#### [PROBLEM REQUIREMENTS]
Could you please reproduce the entries exactly, leaving out any pictures?

#### RECORDS PROVIDED ####

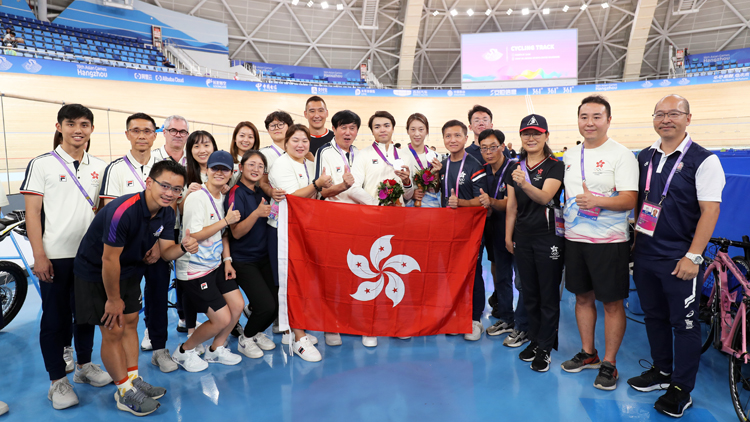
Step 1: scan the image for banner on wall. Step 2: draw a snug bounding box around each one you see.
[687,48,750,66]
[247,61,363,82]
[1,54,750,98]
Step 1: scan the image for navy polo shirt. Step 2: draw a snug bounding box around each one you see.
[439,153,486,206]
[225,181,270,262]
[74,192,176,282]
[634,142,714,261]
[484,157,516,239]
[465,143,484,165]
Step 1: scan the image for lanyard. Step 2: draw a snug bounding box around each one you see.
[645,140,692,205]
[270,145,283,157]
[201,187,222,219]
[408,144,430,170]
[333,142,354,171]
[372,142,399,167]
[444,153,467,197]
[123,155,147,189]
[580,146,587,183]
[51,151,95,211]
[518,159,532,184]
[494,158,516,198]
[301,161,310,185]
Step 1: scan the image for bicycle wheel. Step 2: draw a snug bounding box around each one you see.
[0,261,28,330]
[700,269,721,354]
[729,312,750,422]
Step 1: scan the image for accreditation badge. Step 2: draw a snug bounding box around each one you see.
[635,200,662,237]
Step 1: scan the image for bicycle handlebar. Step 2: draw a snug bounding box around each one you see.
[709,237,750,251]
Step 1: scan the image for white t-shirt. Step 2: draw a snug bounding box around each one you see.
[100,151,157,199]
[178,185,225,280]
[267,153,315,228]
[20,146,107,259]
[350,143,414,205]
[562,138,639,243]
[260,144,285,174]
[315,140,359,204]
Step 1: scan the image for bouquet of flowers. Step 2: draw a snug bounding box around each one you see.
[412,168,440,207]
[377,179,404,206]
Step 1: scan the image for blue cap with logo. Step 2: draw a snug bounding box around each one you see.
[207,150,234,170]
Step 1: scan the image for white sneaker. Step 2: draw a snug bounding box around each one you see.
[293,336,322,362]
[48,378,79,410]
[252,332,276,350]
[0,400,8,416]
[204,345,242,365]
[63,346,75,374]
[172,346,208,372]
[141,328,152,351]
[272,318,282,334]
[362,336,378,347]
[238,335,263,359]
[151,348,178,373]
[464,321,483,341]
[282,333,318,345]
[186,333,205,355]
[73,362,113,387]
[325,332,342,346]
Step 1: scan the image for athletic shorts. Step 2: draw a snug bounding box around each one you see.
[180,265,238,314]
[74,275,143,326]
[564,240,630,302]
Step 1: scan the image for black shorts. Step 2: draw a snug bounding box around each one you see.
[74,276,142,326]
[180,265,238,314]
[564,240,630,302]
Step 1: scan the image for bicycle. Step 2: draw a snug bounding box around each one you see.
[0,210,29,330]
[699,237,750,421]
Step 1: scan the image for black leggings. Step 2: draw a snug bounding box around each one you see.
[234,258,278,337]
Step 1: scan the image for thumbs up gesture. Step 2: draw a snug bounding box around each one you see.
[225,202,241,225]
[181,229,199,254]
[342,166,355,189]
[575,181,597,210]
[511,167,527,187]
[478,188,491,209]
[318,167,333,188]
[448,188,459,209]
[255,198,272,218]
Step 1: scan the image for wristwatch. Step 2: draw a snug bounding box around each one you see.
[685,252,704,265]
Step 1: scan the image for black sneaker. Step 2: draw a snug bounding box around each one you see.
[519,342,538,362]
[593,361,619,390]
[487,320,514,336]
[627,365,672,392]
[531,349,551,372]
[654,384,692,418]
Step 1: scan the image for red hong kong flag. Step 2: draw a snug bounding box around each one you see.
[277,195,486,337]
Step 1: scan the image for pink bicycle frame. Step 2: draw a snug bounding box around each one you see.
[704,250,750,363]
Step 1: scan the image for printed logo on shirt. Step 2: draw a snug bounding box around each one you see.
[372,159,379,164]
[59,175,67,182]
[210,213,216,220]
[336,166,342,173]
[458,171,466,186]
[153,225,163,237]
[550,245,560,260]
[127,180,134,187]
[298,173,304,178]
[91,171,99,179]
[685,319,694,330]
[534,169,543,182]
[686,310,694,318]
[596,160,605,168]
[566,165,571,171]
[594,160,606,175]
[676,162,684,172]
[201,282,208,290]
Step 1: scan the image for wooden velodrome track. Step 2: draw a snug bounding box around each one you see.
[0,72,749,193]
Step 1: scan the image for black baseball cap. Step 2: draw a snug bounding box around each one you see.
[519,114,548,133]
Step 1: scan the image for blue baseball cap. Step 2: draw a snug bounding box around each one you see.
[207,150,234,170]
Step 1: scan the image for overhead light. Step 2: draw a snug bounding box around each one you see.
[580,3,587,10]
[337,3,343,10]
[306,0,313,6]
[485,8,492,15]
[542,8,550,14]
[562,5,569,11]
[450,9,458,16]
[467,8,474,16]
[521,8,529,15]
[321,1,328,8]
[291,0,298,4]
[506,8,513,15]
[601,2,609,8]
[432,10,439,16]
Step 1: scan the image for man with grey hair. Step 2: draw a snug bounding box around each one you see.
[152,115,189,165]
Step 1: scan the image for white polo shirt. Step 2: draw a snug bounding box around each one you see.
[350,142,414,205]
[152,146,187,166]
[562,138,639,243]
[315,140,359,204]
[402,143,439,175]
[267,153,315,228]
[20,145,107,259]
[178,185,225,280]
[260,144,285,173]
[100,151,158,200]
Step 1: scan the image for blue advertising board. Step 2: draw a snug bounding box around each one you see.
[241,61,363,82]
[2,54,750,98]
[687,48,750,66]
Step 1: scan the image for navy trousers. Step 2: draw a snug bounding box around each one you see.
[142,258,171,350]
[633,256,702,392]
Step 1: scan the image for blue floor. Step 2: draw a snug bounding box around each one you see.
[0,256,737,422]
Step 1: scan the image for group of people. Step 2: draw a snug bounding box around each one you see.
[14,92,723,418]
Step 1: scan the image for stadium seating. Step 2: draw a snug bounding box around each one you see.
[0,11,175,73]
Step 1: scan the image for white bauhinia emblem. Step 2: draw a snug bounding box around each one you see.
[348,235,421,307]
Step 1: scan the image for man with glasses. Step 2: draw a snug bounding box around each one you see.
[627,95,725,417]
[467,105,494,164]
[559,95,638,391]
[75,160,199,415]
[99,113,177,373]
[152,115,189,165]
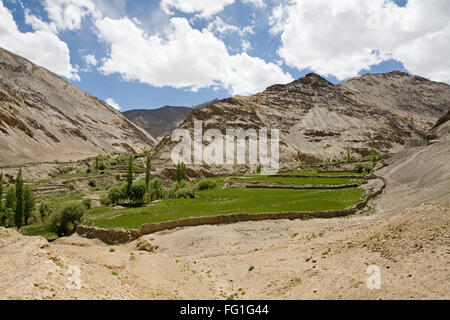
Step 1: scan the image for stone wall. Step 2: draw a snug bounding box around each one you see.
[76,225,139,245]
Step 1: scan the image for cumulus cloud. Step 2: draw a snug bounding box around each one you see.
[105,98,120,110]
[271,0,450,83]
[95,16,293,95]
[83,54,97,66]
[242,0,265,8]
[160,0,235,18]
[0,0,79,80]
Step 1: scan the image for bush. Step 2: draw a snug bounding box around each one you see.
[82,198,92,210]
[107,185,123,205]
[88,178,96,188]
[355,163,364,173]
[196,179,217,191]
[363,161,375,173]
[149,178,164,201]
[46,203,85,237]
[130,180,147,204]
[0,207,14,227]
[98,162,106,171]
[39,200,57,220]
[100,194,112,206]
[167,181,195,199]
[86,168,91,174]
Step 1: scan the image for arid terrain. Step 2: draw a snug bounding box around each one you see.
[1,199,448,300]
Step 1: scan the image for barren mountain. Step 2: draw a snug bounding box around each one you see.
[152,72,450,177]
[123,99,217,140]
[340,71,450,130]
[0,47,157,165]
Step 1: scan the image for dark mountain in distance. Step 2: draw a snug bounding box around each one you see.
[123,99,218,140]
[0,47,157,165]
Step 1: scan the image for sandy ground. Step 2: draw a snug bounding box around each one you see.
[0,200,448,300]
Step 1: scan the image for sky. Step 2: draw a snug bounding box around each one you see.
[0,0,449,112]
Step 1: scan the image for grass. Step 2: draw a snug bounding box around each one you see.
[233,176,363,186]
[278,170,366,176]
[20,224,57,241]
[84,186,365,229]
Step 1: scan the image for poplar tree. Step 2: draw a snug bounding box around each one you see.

####

#### [YOUR RESPONSE]
Step 1: scan the image for banner on wall. Step 2: draw a snug bounding box around each one you see.
[687,48,750,66]
[247,61,363,82]
[1,54,750,98]
Step 1: scan the image for navy polo shirt. Step 2: draw a snug bounding box around each one you see.
[439,153,486,206]
[225,181,270,262]
[74,192,176,282]
[634,142,714,261]
[484,157,516,239]
[465,143,484,165]
Step 1: scan the image for lanyard. Step 2: draw a snug bounding box around each one you see.
[645,140,692,205]
[270,145,283,157]
[201,187,222,219]
[408,144,430,170]
[333,142,354,171]
[372,142,399,167]
[444,153,467,197]
[123,155,147,189]
[580,146,587,183]
[51,151,95,211]
[518,159,532,184]
[494,158,516,198]
[301,161,310,185]
Step 1: scan the image for bicycle wheel. Step 2: draw a snug bounding box around each one you see.
[0,261,28,330]
[700,269,721,354]
[729,312,750,422]
Step 1: scan the image for accreditation badge. Step 2: draw a snug bounding box around each one you see.
[635,200,662,237]
Step 1: scan the image for bicycle handlebar. Step 2: draw a snug bounding box around each one you see.
[709,237,750,251]
Step 1: scan the image for white t-shirt. Step 2: draw a snug bounding box around each one you see.
[100,151,157,199]
[178,185,225,280]
[267,153,315,228]
[20,146,107,259]
[350,143,414,205]
[562,138,639,243]
[260,144,285,174]
[315,140,359,204]
Step 1: scan the image for bouquet of flowers. Step 2: draw a snug bounding box around each one you see.
[412,168,440,207]
[377,179,404,206]
Step 1: scan the image for blue cap with logo. Step 2: draw a snug bounding box around each one you see.
[207,150,234,170]
Step 1: scan the image for white sneaker. Step 2: draw a snug bounding box around each one you see.
[293,336,322,362]
[48,378,79,410]
[252,332,276,350]
[0,400,8,416]
[204,345,242,365]
[63,346,75,374]
[172,346,208,372]
[141,328,152,351]
[272,318,282,334]
[362,336,378,347]
[238,335,263,359]
[151,348,178,373]
[464,321,483,341]
[282,333,318,345]
[186,333,205,355]
[73,362,113,387]
[325,332,342,346]
Step 1: scan the image for athletic shorts. Step 2: draw a snug bounding box around each one you see.
[180,265,238,314]
[74,275,143,326]
[564,240,630,302]
Step 1: scan the image for black shorts. Step 2: draw a snug bounding box around each one you see.
[74,276,142,326]
[180,265,238,314]
[564,240,630,302]
Step 1: scan the image for bicycle. Step 2: draw a snug bounding box around each one you see.
[0,210,29,330]
[699,237,750,421]
Step 1: scan the image for black leggings. Step 2: draw a snug bounding box around each one you see.
[234,258,278,337]
Step 1: scan the image for thumbs up gesture. Step 2: draw a snug bounding box around each one you see.
[225,202,241,225]
[181,229,199,254]
[342,166,355,189]
[575,181,597,210]
[511,167,527,187]
[478,188,491,209]
[318,167,333,188]
[448,188,459,209]
[255,198,272,218]
Step 1: scan the image for wristwatch. Step 2: draw a snug bounding box around each one you see.
[685,252,704,265]
Step 1: scan the image for black sneaker. Step 2: draw a snug bounding box around each one you see.
[519,342,538,362]
[593,361,619,390]
[487,320,514,336]
[627,365,672,392]
[531,349,551,372]
[654,384,692,418]
Step 1: scan the image for red hong kong flag. Step 2: draw a snug bounding box around each one you see.
[277,195,486,337]
Step 1: scan the image for pink bicycle frame. Step 2: draw a snug bounding box around each one you see.
[704,250,750,363]
Step 1: scan the image for printed logo on shirt. Step 2: draw a snug bounding box around each one you see.
[372,159,379,164]
[59,175,67,182]
[210,213,216,220]
[336,166,342,173]
[458,171,466,186]
[153,225,163,237]
[550,245,560,260]
[127,180,134,187]
[298,173,304,178]
[91,171,99,179]
[685,319,694,330]
[534,169,543,182]
[686,310,694,318]
[596,160,605,168]
[566,165,571,171]
[594,160,606,175]
[676,162,684,172]
[201,282,208,290]
Step 1: scan the image for wooden velodrome track. Step 2: draw a snug bounding box around each one you see.
[0,72,749,193]
Step 1: scan the image for black baseball cap. Step 2: draw a snug bounding box around each one you see.
[519,114,548,133]
Step 1: scan the image for blue baseball cap. Step 2: draw a snug bounding box around each one you see.
[207,150,234,170]
Step 1: scan the image for overhead light. Step 2: draw a snug bounding box around each one you see.
[580,3,587,10]
[337,3,343,10]
[306,0,313,6]
[485,8,492,15]
[542,8,550,14]
[562,5,569,11]
[450,9,458,16]
[467,8,474,16]
[521,8,529,15]
[321,1,328,8]
[291,0,298,4]
[506,8,513,15]
[601,2,609,8]
[432,10,439,16]
Step 1: scan the image for man with grey hair. Step 2: draw a snug bounding box around each one you see.
[152,115,189,165]
Step 1: scan the image for white polo shirt. Step 2: draw a snug bounding box around each one you see.
[350,142,414,205]
[152,146,187,166]
[562,138,639,243]
[315,140,359,204]
[402,143,439,175]
[267,153,315,228]
[20,145,107,259]
[178,185,225,280]
[260,144,285,173]
[100,151,158,200]
Step 1: scan the image for blue advertising board. Step 2: draw a snug bounding box around each one you see.
[241,61,363,82]
[2,54,750,98]
[687,48,750,66]
Step 1: scan the image for navy trousers. Step 2: draw a snug bounding box around each one you see.
[142,258,171,350]
[633,256,702,392]
Step 1: scan the image for blue floor. Step 2: draw a snug bounding box around each one you see.
[0,256,737,422]
Step 1: scan the image for group of people. Step 2: draw a snug bounding box around each one you see.
[14,92,723,418]
Step 1: scan the image for stadium seating. Step 2: draw a snug bounding box around each one you see.
[0,11,175,73]
Step 1: scan the image for white bauhinia emblem. Step 2: draw a snug bounding box around each one you see.
[348,235,421,307]
Step 1: scan the image for man with glasses. Step 2: draw a snug bounding box around each one you see.
[627,95,725,417]
[467,105,494,164]
[559,95,638,391]
[75,160,199,415]
[99,113,177,373]
[152,115,189,165]
Step 1: scan the image for stone wall. Step 2: draw a snug bounding box around each one you see.
[76,225,139,245]
Step 1: scan the image for cumulus cloud. Step 2: draw a snug bounding box around each one you see.
[105,98,120,110]
[271,0,450,83]
[95,16,293,95]
[83,54,97,66]
[242,0,265,8]
[160,0,235,18]
[0,0,79,80]
Step 1: scan the image for bush. Step 2: draw a snug bounding box around each one you see.
[82,198,92,210]
[107,185,123,205]
[88,178,96,188]
[355,163,364,173]
[196,179,217,191]
[363,161,375,173]
[149,178,164,201]
[46,203,85,237]
[130,180,147,204]
[0,207,14,227]
[98,162,106,171]
[39,200,57,220]
[100,194,112,206]
[167,181,195,199]
[86,168,91,174]
Step 1: scan the image for arid terrain. Step 2: draw a snug bounding box around each one you see.
[1,199,448,300]
Step 1: scan the image for barren mountain. Step 2: draw a snug bounding box around each one you see.
[152,72,450,177]
[123,99,217,140]
[340,71,450,130]
[0,47,157,165]
Step 1: scan the image for dark mountain in distance. Step 2: draw a snug bounding box around each one you see.
[123,99,218,140]
[0,47,157,165]
Step 1: scan the image for sandy ground. Step 2: draw a snug bounding box around each one you see.
[0,200,448,300]
Step 1: scan the image for sky. Step 2: draw a snug bounding box around each one you see.
[0,0,449,112]
Step 1: scan the image for grass. Step 2: draw a snug bounding box around each one you see.
[233,176,363,186]
[278,170,366,176]
[20,224,57,241]
[84,186,365,229]
Step 1: scan the image for poplar tree. Step 2: draw a snug bounding box around each one you see.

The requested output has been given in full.